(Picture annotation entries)

--- Begin ---

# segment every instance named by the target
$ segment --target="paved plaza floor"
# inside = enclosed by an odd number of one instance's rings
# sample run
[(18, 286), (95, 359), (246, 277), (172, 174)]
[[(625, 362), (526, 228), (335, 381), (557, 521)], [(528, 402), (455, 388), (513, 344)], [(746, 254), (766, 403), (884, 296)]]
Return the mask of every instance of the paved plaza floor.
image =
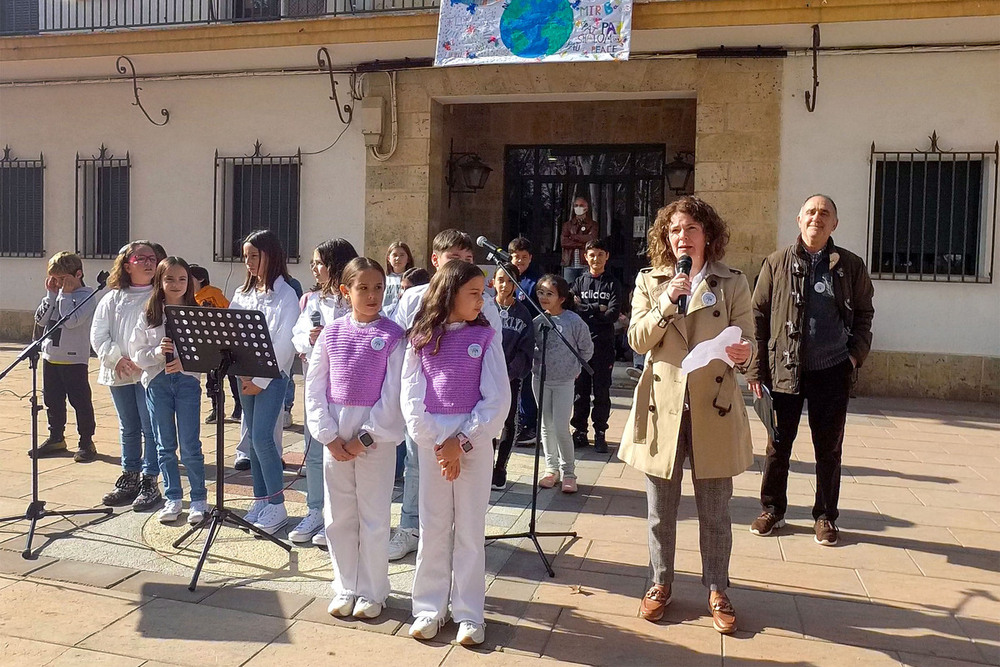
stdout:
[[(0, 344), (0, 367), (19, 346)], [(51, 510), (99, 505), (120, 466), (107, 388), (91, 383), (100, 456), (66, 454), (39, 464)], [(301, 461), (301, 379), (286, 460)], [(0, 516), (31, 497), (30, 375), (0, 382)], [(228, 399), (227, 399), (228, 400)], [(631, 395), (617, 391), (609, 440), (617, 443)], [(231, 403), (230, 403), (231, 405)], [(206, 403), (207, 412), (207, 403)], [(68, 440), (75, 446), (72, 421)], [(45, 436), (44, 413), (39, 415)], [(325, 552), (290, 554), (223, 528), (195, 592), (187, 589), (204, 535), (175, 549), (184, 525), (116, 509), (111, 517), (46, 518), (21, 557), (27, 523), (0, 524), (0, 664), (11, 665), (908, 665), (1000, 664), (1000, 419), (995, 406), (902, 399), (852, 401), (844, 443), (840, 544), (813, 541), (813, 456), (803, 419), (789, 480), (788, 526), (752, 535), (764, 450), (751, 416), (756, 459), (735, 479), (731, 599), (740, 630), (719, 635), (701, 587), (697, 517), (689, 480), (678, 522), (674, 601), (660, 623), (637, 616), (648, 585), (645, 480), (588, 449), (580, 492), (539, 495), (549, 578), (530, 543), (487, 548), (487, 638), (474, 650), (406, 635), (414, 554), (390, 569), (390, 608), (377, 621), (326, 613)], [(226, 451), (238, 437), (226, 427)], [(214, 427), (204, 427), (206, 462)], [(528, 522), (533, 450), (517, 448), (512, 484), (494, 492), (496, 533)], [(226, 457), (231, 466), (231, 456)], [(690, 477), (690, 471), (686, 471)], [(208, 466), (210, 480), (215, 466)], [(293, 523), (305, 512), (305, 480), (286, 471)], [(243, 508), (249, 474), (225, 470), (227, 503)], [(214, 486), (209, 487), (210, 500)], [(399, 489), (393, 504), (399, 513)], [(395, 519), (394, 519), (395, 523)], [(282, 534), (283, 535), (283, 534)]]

--- End ---

- Your instructions:
Put every line of the entries above into a numbered list, skipping blank lines and leaving out the pictures.

- Solved exercise:
1. # segment every instance named by the target
2. $ segment --target="paved plaza floor"
3. # inside = enclosed by an odd number of one instance's rings
4. # sample run
5. [(18, 286), (95, 359), (246, 277), (172, 174)]
6. [[(625, 362), (526, 228), (335, 381), (557, 521)], [(528, 402), (455, 388), (513, 344)], [(746, 254), (766, 403), (884, 296)]]
7. Return the mask of every instance of the paved plaza floor.
8. image =
9. stdout:
10. [[(0, 344), (0, 367), (19, 346)], [(51, 510), (99, 505), (120, 466), (107, 388), (91, 383), (100, 456), (66, 454), (39, 464)], [(301, 461), (301, 379), (286, 460)], [(0, 516), (31, 497), (30, 375), (0, 382)], [(228, 399), (227, 399), (228, 400)], [(631, 395), (617, 391), (609, 440), (617, 443)], [(231, 403), (230, 403), (231, 405)], [(206, 403), (207, 412), (207, 403)], [(68, 440), (75, 446), (72, 421)], [(45, 436), (44, 413), (39, 415)], [(325, 552), (290, 554), (223, 528), (195, 592), (187, 589), (204, 535), (175, 549), (184, 525), (116, 509), (111, 517), (46, 518), (21, 557), (27, 523), (0, 524), (0, 664), (11, 665), (908, 665), (1000, 664), (1000, 419), (995, 406), (902, 399), (852, 401), (844, 443), (840, 544), (813, 541), (813, 456), (803, 419), (789, 480), (788, 526), (752, 535), (764, 450), (751, 416), (756, 459), (735, 479), (731, 599), (740, 630), (719, 635), (701, 587), (697, 517), (689, 480), (678, 522), (674, 601), (660, 623), (637, 616), (648, 585), (645, 480), (588, 449), (580, 492), (539, 495), (549, 578), (530, 543), (487, 548), (487, 638), (474, 650), (406, 635), (414, 554), (390, 569), (390, 608), (377, 621), (326, 613)], [(226, 451), (238, 437), (226, 427)], [(214, 427), (204, 427), (206, 462)], [(528, 522), (533, 450), (517, 448), (512, 484), (494, 492), (496, 533)], [(226, 457), (231, 466), (231, 456)], [(690, 477), (690, 471), (686, 471)], [(208, 466), (210, 480), (215, 466)], [(293, 523), (305, 512), (305, 480), (286, 471)], [(243, 508), (249, 474), (225, 470), (227, 503)], [(214, 486), (209, 487), (210, 500)], [(399, 489), (393, 504), (399, 513)], [(395, 519), (394, 519), (395, 523)], [(282, 534), (283, 535), (283, 534)]]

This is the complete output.